# Problem 1:
Answer these from the post about going on holiday with rheumatoid arthritis:
(a) What minimum nightly cost does it give for a cabin?
(b) Which kind of holiday does it name first as out of the question?
(c) Do the writer's own medications need refrigeration?
# Problem 2:
Write the next part of the post about going on holiday with rheumatoid arthritis, picking up after its last sentence.

# Passage to read:
-*-*-

Ok, bad headline. Rheumatoid Arthritis, the way that I have it, is NEVER on holiday. Maybe it’s too lazy sometimes to make me really hurt badly…but it’s always there digging the boot in somewhere.
Going on holiday when you have Rheumatoid Arthritis is a serious business. First and foremost, many kinds of holidays are out of the question.
Camping for starters. Sleeping on a thin camp bed would equal not being able to move at all the next day. No microwave, no heat packs…if there are no hot showers, then it’s just pure torture.
Holiday’s aren’t supposed to be torture.
So it’s hotels or cabins. The cabins have to have the aforementioned microwave, so you’re talking 3.5 star at least. That would be about $150 – $200 a night minimum.
There is no cheap holiday when you are chronically ill.
Then you need your heated throw and maybe you need a fridge for your meds. There is no ‘roughing it’ with RA…not because you’re a sook, or you don’t like to (I used to enjoy it) but because it will cripple you if you try. The bed needs to be halfway decent or you won’t move the next day. You will not enjoy it. It will NOT be a holiday.
There is no holiday from moderate to severe Rheumatoid Arthritis.
There are certain things you need access to. As I said, heat packs, showers, and microwaves are essential. Maybe even a fridge because some medications need to be refrigerated. Mine don’t, and anywhere that has a microwave will have a fridge, anyway. But it’s worth mentioning.

-*-*-

# Data shown:
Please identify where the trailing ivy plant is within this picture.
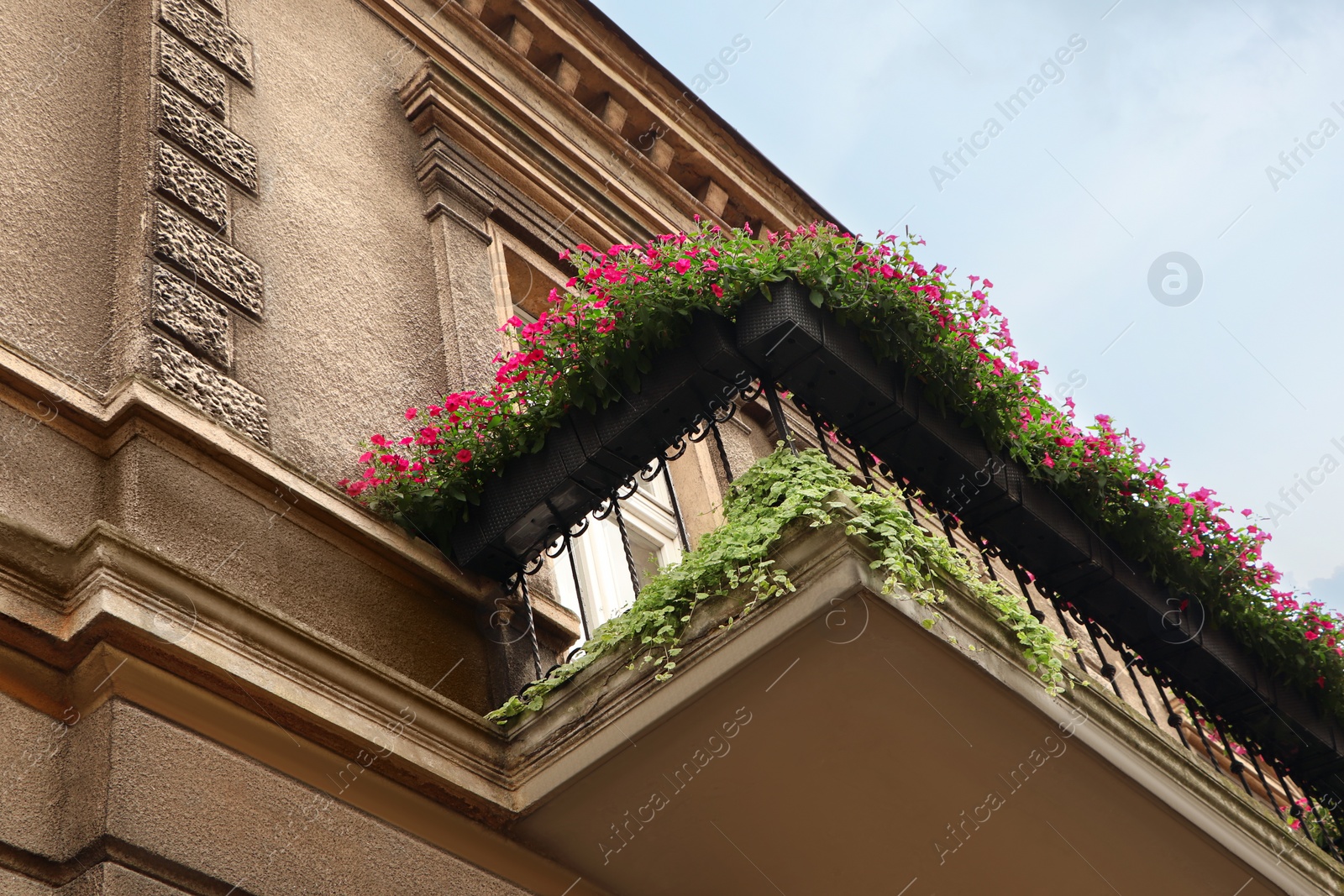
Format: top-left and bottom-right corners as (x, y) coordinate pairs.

-*-*-

# Final answer 1:
(a) $150 – $200 a night.
(b) Camping.
(c) No.

# Final answer 2:
Along with the nsaids, dmards and corticosteroids, I also need to take a range of painkillers along for the ride.
I’m fairly skilled at juggling my meds for the best possible effect. Three days before I go on holiday I up my prednisone to 15mg. This will give me enough energy for the 3 hour drive, and means (during the day at least) my pain is mild to moderate.
Night time is still a bitch for the most part, and that’s when I reach for oxycodone. Slow release first, and if that hasn’t made things bearable, I’ll top it up with the fast acting formulation, that kicks in within 30 minutes. Then I’ll drink a glass of red wine to help it along a little more.
If I can sleep, the next day will be OK. I will wake up in pain, but it will be bearable. I will slowly be able to wake up and start to move. It usually takes about an hour and a half for me to feel human, and join civilisation.
I often feel very guilty on holidays. Especially now that I am single, and I am holidaying with my kids on my own. I am not even close to the person I used to be. I can join in the play with my kids, but then I need to rest. I feel like I am constantly saying ‘OK, back to the cabin to rest’ and then when I have recovered, we can go back to the beach again, or walk to the shops again, or ride scooters.
I’m lucky my kids are now at an age where they are starting to understand. My son is 11 and my daughter is 10. They both still say to me “I wish you didn’t have arthritis. We used to have much more fun before.”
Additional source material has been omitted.